### Requirement
Each line of the listing below, from the very first to the one that contains "positive clicks: (64, 63)", is to be retyped exactly as it stands.

### Provided records
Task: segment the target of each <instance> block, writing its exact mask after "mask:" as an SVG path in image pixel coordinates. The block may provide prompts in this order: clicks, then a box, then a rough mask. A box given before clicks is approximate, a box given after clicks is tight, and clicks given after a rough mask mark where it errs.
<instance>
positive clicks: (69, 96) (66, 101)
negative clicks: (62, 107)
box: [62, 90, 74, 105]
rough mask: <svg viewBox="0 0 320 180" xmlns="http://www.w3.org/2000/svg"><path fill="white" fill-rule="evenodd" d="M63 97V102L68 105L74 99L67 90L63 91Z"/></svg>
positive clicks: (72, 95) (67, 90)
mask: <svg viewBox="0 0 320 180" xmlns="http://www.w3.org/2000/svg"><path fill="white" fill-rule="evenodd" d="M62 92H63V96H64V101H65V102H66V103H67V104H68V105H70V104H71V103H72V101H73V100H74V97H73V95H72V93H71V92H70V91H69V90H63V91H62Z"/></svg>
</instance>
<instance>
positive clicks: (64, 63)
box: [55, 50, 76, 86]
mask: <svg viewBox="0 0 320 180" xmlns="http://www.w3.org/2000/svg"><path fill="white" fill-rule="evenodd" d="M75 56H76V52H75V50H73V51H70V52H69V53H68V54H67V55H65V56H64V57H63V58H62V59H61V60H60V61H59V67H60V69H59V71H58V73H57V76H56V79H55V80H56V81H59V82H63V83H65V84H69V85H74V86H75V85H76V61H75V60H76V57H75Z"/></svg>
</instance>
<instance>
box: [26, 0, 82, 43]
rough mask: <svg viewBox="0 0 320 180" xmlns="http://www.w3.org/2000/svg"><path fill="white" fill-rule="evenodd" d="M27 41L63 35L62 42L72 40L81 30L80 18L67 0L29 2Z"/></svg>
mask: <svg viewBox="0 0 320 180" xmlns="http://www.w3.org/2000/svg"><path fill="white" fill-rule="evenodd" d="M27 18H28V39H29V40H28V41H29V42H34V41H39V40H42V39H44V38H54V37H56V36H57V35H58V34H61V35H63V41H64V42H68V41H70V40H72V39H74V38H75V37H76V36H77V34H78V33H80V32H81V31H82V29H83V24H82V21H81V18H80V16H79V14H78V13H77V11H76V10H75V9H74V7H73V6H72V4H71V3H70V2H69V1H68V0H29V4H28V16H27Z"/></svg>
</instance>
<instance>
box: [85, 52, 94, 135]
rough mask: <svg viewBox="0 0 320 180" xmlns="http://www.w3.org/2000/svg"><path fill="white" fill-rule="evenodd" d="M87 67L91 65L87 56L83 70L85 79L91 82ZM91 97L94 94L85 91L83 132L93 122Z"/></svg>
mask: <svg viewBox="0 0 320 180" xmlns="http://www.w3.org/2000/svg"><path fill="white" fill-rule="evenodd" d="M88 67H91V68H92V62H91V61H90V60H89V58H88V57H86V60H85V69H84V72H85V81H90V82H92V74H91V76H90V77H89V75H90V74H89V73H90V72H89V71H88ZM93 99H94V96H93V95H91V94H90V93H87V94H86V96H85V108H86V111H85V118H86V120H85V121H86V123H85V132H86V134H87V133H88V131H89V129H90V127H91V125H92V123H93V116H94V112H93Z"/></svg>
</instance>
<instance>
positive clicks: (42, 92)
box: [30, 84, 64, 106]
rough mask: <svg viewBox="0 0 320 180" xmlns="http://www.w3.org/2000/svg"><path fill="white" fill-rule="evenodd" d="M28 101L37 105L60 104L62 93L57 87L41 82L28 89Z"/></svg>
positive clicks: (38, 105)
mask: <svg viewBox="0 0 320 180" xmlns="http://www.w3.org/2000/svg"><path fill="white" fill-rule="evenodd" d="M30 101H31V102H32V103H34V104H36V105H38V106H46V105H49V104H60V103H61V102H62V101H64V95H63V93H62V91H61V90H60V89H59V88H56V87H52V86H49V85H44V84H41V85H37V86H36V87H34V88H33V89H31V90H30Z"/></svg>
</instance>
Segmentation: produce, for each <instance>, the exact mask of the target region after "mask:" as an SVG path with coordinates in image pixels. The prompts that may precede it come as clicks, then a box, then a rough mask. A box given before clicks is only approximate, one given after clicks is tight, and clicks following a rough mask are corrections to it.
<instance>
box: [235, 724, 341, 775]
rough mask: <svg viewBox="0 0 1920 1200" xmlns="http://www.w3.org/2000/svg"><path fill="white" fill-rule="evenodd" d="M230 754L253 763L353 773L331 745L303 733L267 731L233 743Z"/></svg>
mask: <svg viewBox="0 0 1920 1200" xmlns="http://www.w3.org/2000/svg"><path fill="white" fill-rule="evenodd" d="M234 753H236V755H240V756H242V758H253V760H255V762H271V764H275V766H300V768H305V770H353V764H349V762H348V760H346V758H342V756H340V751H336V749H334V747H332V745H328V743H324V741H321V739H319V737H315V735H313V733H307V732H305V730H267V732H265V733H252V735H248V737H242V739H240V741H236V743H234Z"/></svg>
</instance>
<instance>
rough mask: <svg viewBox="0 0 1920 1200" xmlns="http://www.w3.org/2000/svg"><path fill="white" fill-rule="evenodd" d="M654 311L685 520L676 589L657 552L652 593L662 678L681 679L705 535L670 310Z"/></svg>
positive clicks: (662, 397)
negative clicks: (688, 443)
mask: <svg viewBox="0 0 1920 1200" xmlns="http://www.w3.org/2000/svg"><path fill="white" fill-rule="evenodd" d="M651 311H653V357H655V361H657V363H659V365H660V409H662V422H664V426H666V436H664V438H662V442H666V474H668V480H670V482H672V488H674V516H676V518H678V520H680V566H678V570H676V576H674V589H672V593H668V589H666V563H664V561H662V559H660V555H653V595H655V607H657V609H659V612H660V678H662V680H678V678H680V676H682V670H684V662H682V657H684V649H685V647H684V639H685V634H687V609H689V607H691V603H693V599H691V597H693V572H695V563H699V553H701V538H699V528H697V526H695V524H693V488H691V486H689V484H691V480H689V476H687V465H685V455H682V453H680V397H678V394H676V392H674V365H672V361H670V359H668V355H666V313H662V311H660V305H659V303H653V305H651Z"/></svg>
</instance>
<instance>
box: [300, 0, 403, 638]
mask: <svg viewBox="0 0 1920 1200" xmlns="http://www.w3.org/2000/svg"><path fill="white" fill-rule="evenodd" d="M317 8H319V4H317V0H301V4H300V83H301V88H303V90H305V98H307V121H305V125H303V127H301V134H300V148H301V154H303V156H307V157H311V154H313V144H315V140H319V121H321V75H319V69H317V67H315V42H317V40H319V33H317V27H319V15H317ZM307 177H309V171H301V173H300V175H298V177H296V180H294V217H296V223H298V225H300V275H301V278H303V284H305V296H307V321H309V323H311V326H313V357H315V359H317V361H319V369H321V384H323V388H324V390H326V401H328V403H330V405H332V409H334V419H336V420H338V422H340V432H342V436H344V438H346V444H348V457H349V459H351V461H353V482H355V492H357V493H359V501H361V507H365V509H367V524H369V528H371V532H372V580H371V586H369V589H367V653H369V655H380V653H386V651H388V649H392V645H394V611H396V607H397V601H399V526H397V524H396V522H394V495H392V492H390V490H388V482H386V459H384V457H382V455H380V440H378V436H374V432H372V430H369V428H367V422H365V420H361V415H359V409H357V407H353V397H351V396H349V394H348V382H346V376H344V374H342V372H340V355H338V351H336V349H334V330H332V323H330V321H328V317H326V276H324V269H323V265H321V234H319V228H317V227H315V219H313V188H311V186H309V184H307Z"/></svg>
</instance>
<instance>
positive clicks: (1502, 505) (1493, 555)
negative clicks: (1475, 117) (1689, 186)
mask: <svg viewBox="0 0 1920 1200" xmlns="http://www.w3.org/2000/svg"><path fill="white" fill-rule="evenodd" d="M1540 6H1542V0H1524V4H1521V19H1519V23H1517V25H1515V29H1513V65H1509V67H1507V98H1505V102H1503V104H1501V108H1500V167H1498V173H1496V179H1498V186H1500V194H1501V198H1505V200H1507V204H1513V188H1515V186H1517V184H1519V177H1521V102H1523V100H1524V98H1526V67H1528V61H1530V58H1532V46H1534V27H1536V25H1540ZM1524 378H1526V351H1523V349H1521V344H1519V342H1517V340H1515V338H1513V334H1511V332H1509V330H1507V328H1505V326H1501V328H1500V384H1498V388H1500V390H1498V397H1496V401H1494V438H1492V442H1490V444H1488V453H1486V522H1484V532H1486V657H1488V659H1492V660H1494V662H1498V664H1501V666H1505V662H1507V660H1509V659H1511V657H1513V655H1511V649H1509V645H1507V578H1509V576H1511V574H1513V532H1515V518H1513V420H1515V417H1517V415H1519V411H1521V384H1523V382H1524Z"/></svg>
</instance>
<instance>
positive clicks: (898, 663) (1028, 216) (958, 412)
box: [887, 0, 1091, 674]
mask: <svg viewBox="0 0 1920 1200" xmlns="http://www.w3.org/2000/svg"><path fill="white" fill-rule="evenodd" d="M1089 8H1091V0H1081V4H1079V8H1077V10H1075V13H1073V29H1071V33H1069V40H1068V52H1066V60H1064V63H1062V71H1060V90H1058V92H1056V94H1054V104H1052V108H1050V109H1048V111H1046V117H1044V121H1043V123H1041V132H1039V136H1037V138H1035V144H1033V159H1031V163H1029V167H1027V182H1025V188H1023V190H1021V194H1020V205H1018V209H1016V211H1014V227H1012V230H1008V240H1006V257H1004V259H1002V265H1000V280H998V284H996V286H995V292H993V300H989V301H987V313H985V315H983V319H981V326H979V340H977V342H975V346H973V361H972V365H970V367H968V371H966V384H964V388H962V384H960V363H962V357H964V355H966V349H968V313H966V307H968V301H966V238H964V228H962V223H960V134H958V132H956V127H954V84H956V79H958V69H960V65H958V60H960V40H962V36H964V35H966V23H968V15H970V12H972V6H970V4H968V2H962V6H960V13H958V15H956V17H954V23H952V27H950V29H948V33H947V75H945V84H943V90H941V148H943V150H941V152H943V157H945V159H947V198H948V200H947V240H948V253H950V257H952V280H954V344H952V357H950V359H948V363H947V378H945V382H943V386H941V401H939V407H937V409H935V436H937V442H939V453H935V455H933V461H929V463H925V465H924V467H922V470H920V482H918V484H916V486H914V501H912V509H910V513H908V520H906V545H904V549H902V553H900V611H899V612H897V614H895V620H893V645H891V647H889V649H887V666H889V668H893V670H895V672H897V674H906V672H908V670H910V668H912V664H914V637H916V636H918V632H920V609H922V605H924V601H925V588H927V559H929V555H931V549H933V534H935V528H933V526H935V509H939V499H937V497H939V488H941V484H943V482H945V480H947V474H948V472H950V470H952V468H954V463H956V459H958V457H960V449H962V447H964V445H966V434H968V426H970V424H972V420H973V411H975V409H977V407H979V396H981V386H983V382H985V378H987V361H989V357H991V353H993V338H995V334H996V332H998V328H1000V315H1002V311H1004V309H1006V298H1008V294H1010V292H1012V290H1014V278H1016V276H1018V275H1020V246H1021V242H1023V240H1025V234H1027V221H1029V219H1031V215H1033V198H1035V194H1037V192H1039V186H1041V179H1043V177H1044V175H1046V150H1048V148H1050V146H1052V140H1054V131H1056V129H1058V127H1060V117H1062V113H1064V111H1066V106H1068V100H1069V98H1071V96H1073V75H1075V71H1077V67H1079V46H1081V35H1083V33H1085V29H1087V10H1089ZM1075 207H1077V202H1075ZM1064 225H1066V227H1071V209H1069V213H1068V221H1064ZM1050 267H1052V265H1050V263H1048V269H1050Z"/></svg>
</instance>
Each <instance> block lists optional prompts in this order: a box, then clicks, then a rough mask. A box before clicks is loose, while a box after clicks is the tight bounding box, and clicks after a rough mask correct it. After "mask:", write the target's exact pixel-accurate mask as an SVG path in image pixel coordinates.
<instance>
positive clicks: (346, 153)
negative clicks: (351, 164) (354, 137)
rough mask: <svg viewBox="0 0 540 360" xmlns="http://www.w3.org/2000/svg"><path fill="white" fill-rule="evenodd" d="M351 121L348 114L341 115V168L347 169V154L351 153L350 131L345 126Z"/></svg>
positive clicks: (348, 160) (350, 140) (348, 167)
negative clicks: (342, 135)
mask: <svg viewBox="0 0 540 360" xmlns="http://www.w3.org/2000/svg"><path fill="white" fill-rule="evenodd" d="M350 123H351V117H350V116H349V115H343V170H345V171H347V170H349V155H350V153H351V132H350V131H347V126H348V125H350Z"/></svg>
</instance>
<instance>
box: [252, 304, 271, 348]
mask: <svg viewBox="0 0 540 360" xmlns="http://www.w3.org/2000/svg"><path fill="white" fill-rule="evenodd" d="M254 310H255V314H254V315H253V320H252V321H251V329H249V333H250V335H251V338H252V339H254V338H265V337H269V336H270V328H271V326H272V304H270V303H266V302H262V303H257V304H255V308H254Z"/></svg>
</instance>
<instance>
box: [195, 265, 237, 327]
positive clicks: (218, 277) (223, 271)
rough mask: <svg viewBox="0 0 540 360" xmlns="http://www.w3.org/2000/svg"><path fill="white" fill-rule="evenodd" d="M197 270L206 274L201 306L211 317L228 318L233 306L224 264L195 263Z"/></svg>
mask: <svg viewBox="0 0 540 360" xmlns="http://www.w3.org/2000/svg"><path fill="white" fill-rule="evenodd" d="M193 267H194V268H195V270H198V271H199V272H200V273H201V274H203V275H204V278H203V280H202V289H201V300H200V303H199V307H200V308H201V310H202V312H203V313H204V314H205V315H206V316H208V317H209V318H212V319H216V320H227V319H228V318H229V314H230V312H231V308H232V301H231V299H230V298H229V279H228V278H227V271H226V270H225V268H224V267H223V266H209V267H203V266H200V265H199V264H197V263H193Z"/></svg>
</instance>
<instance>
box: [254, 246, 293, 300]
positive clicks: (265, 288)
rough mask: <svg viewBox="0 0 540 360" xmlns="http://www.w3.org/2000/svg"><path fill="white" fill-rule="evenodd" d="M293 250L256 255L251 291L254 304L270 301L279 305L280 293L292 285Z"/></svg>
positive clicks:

### Task output
Task: segment the target of each <instance> block, writing its exact mask after "mask:" as an SVG path in image pixel coordinates. The block may provide prompts in this order: clicks, then a box, then a rough mask. A box given before clicks is approximate, a box given after clicks is tight, and clicks given after a rough mask mark where it errs.
<instance>
positive clicks: (69, 96) (66, 101)
negative clicks: (62, 107)
box: [62, 90, 74, 105]
rough mask: <svg viewBox="0 0 320 180" xmlns="http://www.w3.org/2000/svg"><path fill="white" fill-rule="evenodd" d="M63 97V102L68 105L74 99L67 90L63 91Z"/></svg>
positive clicks: (72, 95) (67, 90)
mask: <svg viewBox="0 0 320 180" xmlns="http://www.w3.org/2000/svg"><path fill="white" fill-rule="evenodd" d="M62 92H63V96H64V101H65V102H66V103H67V104H68V105H70V104H71V103H72V101H73V100H74V97H73V95H72V93H71V92H70V91H69V90H63V91H62Z"/></svg>
</instance>
<instance>
positive clicks: (64, 63)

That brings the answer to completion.